▶ _TASK INSTRUCTIONS_: Only the lines from the one containing "man walking, which" to the end of the records belong in the output; print them exactly.

▶ _Point labeling examples_:
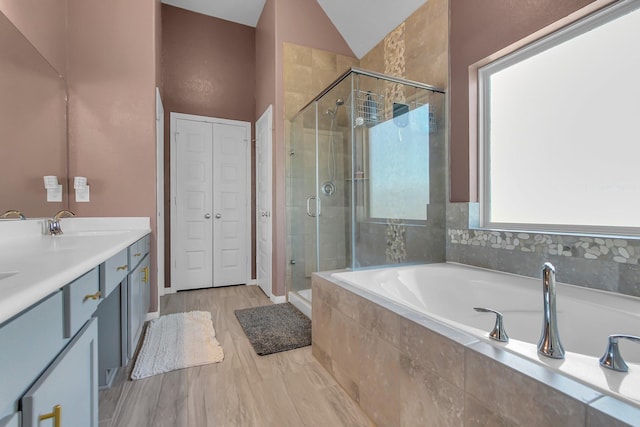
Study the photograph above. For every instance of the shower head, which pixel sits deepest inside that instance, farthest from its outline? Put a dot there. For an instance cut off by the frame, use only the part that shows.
(332, 112)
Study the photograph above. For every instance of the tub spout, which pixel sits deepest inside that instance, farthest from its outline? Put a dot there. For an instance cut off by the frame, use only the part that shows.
(549, 344)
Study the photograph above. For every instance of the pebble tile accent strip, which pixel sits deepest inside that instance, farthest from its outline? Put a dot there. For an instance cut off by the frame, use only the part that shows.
(593, 248)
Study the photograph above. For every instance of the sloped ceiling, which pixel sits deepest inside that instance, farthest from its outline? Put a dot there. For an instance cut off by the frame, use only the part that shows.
(362, 23)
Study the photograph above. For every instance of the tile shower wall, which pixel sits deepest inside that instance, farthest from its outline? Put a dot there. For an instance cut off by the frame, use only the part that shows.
(604, 263)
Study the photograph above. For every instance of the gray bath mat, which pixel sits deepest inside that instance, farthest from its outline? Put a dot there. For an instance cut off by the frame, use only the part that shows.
(275, 328)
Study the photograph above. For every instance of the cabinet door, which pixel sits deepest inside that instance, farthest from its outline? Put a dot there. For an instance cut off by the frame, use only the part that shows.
(12, 421)
(70, 383)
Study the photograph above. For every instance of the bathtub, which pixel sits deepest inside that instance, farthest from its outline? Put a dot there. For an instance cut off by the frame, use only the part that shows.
(448, 292)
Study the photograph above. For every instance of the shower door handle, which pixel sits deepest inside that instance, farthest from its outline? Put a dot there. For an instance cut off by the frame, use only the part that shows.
(318, 207)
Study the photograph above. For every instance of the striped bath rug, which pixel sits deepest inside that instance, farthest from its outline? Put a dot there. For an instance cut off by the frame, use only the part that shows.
(176, 341)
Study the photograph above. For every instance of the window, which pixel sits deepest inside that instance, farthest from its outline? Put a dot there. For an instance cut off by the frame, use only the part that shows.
(560, 129)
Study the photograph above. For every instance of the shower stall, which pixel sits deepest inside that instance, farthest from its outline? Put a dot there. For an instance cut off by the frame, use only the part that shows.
(366, 184)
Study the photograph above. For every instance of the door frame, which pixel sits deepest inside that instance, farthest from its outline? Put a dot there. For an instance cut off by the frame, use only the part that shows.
(173, 117)
(160, 215)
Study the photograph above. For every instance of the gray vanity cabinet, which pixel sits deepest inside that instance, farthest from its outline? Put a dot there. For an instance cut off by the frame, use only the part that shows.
(68, 388)
(48, 359)
(138, 303)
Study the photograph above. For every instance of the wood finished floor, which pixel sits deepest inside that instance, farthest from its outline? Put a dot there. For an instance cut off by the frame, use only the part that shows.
(282, 389)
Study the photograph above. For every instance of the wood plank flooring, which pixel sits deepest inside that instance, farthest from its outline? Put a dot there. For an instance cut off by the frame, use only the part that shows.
(282, 389)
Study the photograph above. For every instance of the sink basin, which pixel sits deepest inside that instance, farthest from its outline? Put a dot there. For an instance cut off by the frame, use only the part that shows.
(95, 233)
(4, 275)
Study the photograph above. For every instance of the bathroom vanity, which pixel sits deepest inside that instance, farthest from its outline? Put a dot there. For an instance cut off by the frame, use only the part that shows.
(72, 309)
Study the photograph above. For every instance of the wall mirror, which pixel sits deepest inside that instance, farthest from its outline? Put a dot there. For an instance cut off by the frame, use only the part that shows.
(33, 126)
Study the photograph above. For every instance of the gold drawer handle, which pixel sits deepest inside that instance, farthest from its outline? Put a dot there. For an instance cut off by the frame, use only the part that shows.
(56, 415)
(92, 296)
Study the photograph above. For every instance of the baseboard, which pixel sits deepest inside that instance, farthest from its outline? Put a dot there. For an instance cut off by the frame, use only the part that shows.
(278, 299)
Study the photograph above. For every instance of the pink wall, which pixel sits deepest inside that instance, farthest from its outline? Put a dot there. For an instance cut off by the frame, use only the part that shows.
(208, 69)
(32, 118)
(111, 76)
(208, 65)
(43, 22)
(301, 22)
(477, 30)
(266, 58)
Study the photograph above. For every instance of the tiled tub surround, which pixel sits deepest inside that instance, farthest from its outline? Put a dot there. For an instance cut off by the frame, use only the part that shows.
(600, 262)
(406, 368)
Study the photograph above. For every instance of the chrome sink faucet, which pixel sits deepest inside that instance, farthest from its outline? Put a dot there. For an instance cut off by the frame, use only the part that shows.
(549, 344)
(54, 228)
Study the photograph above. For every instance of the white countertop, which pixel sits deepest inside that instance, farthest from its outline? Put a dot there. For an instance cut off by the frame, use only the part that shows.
(43, 264)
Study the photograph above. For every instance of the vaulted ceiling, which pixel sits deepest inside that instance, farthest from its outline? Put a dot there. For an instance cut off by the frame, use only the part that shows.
(362, 23)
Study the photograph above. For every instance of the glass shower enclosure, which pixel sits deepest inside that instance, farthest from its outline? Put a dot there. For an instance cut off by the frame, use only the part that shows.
(365, 179)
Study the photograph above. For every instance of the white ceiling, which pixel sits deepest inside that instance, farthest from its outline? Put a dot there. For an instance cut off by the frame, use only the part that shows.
(362, 23)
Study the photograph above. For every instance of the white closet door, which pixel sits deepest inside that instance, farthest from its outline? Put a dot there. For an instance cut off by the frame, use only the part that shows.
(230, 204)
(193, 244)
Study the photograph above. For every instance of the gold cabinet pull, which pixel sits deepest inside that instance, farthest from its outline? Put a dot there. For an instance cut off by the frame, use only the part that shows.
(92, 296)
(56, 415)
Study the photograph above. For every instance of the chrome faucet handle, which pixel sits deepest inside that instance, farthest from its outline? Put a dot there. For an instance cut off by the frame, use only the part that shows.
(10, 212)
(53, 227)
(62, 213)
(498, 333)
(612, 359)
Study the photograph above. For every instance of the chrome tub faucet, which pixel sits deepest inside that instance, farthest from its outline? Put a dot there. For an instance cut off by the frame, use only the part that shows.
(54, 228)
(549, 344)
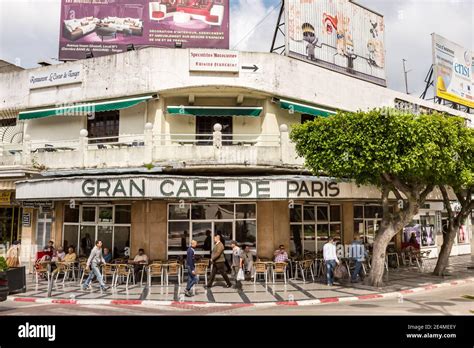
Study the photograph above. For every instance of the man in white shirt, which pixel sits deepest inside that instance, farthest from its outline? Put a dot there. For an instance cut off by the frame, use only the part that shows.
(330, 258)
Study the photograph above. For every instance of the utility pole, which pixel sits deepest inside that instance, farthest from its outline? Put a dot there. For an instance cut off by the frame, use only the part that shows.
(405, 72)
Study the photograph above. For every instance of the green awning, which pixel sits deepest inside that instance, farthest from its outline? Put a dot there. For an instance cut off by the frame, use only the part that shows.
(83, 109)
(215, 110)
(305, 109)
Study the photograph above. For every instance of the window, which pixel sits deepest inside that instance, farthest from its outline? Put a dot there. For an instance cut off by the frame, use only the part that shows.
(103, 125)
(205, 128)
(367, 220)
(311, 225)
(202, 221)
(112, 226)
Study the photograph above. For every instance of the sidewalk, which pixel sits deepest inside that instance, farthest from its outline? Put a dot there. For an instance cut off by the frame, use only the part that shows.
(296, 292)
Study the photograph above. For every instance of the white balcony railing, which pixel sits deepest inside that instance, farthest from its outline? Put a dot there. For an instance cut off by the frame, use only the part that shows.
(134, 150)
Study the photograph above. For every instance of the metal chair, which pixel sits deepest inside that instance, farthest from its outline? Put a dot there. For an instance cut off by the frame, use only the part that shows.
(154, 270)
(279, 268)
(260, 268)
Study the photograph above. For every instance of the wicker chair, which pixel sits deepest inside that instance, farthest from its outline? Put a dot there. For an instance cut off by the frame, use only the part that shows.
(305, 266)
(108, 270)
(41, 269)
(279, 268)
(260, 268)
(64, 268)
(174, 270)
(153, 270)
(122, 271)
(201, 269)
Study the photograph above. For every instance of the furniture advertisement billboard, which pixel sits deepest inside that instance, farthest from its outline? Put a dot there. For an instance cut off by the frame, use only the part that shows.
(453, 69)
(105, 27)
(339, 35)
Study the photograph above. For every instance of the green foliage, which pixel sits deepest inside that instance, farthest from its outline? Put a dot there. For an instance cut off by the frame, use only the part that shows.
(3, 264)
(420, 149)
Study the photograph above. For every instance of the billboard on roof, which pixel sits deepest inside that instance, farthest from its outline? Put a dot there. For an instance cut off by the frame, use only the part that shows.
(109, 26)
(338, 35)
(453, 71)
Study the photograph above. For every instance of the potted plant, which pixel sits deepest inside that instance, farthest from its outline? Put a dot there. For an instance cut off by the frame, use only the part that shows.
(3, 279)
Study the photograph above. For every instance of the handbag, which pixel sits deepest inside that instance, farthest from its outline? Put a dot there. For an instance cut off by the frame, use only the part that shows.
(240, 274)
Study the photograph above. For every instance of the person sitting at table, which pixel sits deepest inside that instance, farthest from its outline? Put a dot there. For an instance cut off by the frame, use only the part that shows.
(107, 255)
(280, 254)
(71, 255)
(140, 260)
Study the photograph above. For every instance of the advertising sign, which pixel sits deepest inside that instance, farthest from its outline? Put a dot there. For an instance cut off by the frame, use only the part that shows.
(339, 35)
(61, 76)
(213, 60)
(109, 26)
(453, 71)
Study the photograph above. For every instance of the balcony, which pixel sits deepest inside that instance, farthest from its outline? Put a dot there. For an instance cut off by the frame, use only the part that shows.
(149, 148)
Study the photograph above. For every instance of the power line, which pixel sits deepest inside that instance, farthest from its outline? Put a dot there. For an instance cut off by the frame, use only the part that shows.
(255, 27)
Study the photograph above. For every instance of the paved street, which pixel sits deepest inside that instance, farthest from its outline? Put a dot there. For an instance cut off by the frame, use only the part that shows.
(445, 301)
(399, 279)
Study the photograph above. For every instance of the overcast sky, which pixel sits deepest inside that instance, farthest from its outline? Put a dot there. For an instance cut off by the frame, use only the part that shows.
(29, 31)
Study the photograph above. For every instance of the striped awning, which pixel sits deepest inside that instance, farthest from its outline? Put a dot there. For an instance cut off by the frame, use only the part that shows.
(215, 110)
(305, 109)
(83, 109)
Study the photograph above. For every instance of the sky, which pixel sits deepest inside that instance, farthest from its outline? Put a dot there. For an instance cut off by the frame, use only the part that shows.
(29, 31)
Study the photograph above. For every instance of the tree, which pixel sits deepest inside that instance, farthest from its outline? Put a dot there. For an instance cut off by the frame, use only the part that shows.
(461, 181)
(401, 153)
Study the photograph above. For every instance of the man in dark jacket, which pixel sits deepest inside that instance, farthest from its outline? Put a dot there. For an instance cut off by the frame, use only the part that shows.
(218, 261)
(191, 269)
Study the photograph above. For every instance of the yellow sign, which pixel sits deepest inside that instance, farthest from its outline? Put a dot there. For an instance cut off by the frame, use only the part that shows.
(5, 197)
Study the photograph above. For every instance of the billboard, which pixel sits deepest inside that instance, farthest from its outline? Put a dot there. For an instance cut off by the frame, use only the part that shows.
(339, 35)
(453, 71)
(109, 26)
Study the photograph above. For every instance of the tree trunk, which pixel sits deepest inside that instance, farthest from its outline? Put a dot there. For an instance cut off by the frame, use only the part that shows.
(378, 255)
(443, 257)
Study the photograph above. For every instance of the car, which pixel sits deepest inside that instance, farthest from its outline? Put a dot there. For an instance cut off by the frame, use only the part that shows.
(3, 286)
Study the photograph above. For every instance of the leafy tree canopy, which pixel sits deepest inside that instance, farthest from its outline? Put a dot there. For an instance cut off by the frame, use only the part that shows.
(431, 149)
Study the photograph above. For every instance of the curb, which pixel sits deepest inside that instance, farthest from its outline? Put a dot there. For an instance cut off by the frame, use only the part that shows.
(193, 305)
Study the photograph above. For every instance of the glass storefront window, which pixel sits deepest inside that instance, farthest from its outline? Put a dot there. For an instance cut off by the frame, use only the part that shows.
(123, 214)
(178, 236)
(122, 242)
(71, 215)
(246, 233)
(105, 214)
(245, 211)
(71, 236)
(88, 213)
(179, 213)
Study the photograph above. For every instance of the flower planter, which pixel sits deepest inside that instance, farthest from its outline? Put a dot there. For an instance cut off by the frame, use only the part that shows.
(16, 279)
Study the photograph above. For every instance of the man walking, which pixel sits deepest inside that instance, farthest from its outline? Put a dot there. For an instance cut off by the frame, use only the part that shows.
(95, 260)
(191, 269)
(358, 254)
(330, 258)
(218, 261)
(237, 263)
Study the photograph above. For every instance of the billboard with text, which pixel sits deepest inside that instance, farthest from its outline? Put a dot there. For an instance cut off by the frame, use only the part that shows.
(453, 71)
(339, 35)
(109, 26)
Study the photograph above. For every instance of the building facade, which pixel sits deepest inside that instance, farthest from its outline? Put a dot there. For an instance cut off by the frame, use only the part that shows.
(143, 150)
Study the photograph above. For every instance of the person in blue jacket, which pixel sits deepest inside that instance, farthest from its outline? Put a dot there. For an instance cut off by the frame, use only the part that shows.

▶ _WRITTEN ANSWER_:
Study the photograph above. For every instance of the man walking, which pixel sits deepest inside that instance, farthest from its outline? Put a dot there. For an instance cut off by the frame, use only the part that shows.
(95, 260)
(191, 269)
(358, 254)
(330, 258)
(218, 261)
(237, 263)
Study the photograph above. For every instance of the billboard with text, which pixel sits deepest inside that instance, farthest from its outline? Put a dot there. For an instance cut off by the frame, use only the part that shows.
(453, 71)
(339, 35)
(109, 26)
Study the photograph above. For every instance of the building facade, which pixel sits deepest inside that instance, farthest from its outline? Put a dot there. For an instance cut off by the frame, use only the part that shows.
(143, 150)
Study the photograph above. For every instance of the person in blue jacket, which pixel sits deepest inside that instance, farthest from its outline? Put a dot there. For an instance cut off by the frame, use only the part that shows.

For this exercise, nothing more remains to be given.